◆ Compiti da svolgere ◆
- A) Rispondi a queste domande sul testo su «Sulla soglia del filo spinato»:
(i) Quale editore ha pubblicato il volumetto?
(ii) Con chi parla di sé la bambina 445537?
(iii) Quale figurina vede profilarsi all'orizzonte chi scrive?
- B) Riscrivi la parte del testo su «Sulla soglia del filo spinato» che comincia con le parole "Con un atto" e termina con "orizzonti del presente.", rinominando "Numa" in "Leo".
- C) Scrivi il seguito del testo su «Sulla soglia del filo spinato», a partire dalla sua ultima frase.

◆ Testo del documento ◆
Mentre nel cuore d’Europa si riaffaccia un nuovo olocausto (Putin è stato colpito da mandato da cattura internazionale per “crimini contro l’umanità”, legati alla deportazione in Russia dei bambini ucraini) una scrittrice ed un filosofo hanno fuso i loro linguaggi per raccontare la storia di una bambina trasparente che non ha storia e non ha ricordi. “O forse ho la storia – dice – di tutti i bimbi che non hanno nome, non hanno mamma, non hanno casa, non hanno bambole e libri”. Eccolo il libro che merita di essere “divorato” e del quale scrive Renzo Fracalossi.
Con un atto di squisita cortesia, la prof. Casimira Grandi, dell’Università di Trento, mi ha recentemente segnalato un volumetto pubblicato dall’editore Libridine di Mazara del Vallo quest’anno ed uscito con un titolo significativo, “SULLA SOGLIA DEL FILO SPINATO” ed un sottotitolo ancor più evocativo: “Storia di una bambina trasparente e di un bambino con un nome”.
Si tratta di un racconto immaginario, ma fors’anche di qualcosa di più. Una scrittrice, Bia Cusumano ed un filosofo, Fabio Gabrielli, si mettono in relazione e raccontano incrociando parole, esperienze e storie, consapevoli che è sul racconto che si regge il tempo. Narrano così la bambina 445537, figlia della storia più drammatica e con l’identità tatuata sull’avambraccio sinistro che di sé parla con il più attuale Numa, generato dalla cultura digitale, tecnologica, viziata e senza orizzonti del presente.
Apparentemente un colloquio fra distanze siderali e fra domande opposte, ma in realtà invece un “idem sentire” circa l’esistenza infantile, ma già terribilmente adulta e le sue percorrenze.
L’avventura della vita mi ha regalato la possibilità di leggere moltissime memorie di adulti, ragazzi e bambini travolti dagli orrori del XX secolo e con quello spirito mi sono inoltrato nella “selva oscura” di un racconto che, dall’iniziale evidenza di sé, si fa via via sempre più nostro, mio, vostro e nel quale ritroviamo sovrapposte stigmate della storia e del presente. Camminando fra queste pagine sempre più lentamente e nell’abbraccio di una commozione crescente, d’un tratto ho visto profilarsi all’orizzonte la figurina quasi non più umana di Hurbinek, il “senza nome”.

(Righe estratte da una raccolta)
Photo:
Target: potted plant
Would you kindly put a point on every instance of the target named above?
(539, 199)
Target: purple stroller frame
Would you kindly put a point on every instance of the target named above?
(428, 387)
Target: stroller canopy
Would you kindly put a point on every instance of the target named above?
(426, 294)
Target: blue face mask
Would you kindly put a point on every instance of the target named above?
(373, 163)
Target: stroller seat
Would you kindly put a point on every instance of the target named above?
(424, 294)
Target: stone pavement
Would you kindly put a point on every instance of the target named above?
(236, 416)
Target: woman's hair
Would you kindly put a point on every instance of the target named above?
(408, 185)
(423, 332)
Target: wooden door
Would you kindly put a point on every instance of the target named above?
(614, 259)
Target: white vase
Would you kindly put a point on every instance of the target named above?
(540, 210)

◆ Risposte ai compiti ◆
- A)
(i) L'editore Libridine di Mazara del Vallo.
(ii) Con Numa.
(iii) La figurina di Hurbinek, il "senza nome".

- B)
Con un atto di squisita cortesia, la prof. Casimira Grandi, dell’Università di Trento, mi ha recentemente segnalato un volumetto pubblicato dall’editore Libridine di Mazara del Vallo quest’anno ed uscito con un titolo significativo, “SULLA SOGLIA DEL FILO SPINATO” ed un sottotitolo ancor più evocativo: “Storia di una bambina trasparente e di un bambino con un nome”.
Si tratta di un racconto immaginario, ma fors’anche di qualcosa di più. Una scrittrice, Bia Cusumano ed un filosofo, Fabio Gabrielli, si mettono in relazione e raccontano incrociando parole, esperienze e storie, consapevoli che è sul racconto che si regge il tempo. Narrano così la bambina 445537, figlia della storia più drammatica e con l’identità tatuata sull’avambraccio sinistro che di sé parla con il più attuale Leo, generato dalla cultura digitale, tecnologica, viziata e senza orizzonti del presente.

- C)
Hurbinek era un nulla. Un figlio della morte. Un figlio di Auschwitz. Dimostrava circa tre anni e nessuno sapeva niente di lui. Era paralizzato dalle reni in giù e aveva le gambine atrofiche, sottili come stecchini. Il suo minuscolo avambraccio era stato tatuato, proprio come quello della bambina 445537. La parola mancava ad Hurbinek, perché nessuno si era mai curato di insegnargli alcunché e solo la natura-madre lo aveva istruito alla sopravvivenza. Il bisogno della parola premeva però nel suo sguardo con un’urgenza esplosiva. Morì nel marzo del ‘45, avendo conosciuto solo il grigio cielo dei Campi dell’odio. Hurbinek, il “senza nome”.
Il racconto della bambina che non ha nome, ma solo un numero e che con questo gioca mentre consuma i suoi giorni nella miniera della morte, m’è parso un risarcimento per Hurbinek. Mi è sembrato il regalo di quella parola che non ha mai avuto; la dignità di essere raccontato, ma anche di poter entrare in dialogo con Numa e, suo tramite, forse anche con noi. Numa, che tanto sembra l’anagramma di “Uman”, ci richiama ad un perduto senso di umanità. Numa ha tutto. 445537 non ha che il suo numero. Hurbinek non ha nemmeno questo perché non lo può dire. Eppure tutti loro ci chiamano al dovere di non sottrarci, di non evitare, di non cadere nell’oblio e nell’autoassoluzione dalla colpa di aver volto e di volgere tutt’ora altrove, lo sguardo.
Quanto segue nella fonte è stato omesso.